=== WHAT THE TASK ASKS ===
Filter the entries below, keeping every line that contains the word "grass". The match is case-sensitive.

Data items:

◇ ◇ ◇ ◇ ◇

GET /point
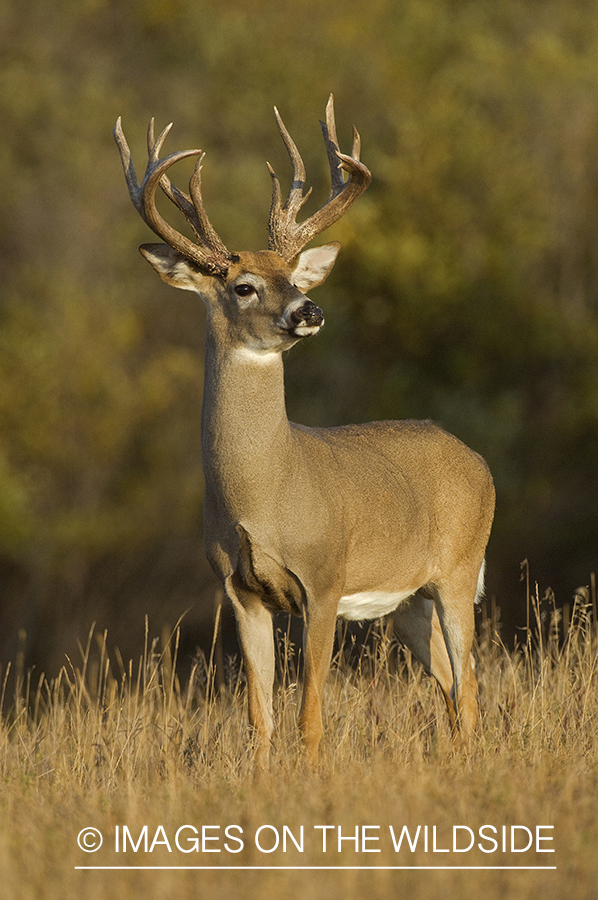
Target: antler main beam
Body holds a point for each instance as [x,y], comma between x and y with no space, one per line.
[210,252]
[286,235]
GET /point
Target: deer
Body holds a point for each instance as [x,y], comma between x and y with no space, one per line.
[354,521]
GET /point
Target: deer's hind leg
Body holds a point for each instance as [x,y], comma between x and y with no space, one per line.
[455,608]
[256,637]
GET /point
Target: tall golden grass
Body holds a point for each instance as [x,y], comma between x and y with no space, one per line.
[108,744]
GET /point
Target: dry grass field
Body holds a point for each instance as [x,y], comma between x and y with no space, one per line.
[163,771]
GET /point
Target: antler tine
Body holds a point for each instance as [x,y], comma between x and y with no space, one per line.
[286,235]
[210,254]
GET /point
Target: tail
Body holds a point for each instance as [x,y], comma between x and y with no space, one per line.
[481,590]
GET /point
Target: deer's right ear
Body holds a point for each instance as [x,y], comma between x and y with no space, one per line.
[172,267]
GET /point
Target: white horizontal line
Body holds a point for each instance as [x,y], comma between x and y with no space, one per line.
[316,868]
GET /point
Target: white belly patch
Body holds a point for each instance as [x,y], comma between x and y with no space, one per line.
[370,604]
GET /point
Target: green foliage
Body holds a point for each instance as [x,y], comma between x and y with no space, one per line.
[467,289]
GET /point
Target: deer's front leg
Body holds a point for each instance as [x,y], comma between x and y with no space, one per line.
[318,643]
[256,637]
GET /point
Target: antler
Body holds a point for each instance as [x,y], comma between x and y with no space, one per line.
[286,235]
[209,253]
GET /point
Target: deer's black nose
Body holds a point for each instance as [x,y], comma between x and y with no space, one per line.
[307,314]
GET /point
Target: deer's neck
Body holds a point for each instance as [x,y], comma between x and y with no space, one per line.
[245,430]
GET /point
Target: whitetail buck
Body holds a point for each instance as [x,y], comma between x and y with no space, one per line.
[355,521]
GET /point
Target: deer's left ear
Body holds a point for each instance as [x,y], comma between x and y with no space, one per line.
[314,266]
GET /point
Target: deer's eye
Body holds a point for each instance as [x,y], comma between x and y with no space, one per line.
[244,290]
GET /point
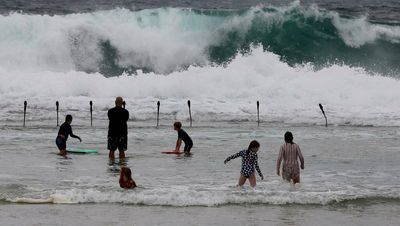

◇ ◇ ◇ ◇ ◇

=== ANSWER TO THE TASK ===
Target: tall golden grass
Target: dry grass field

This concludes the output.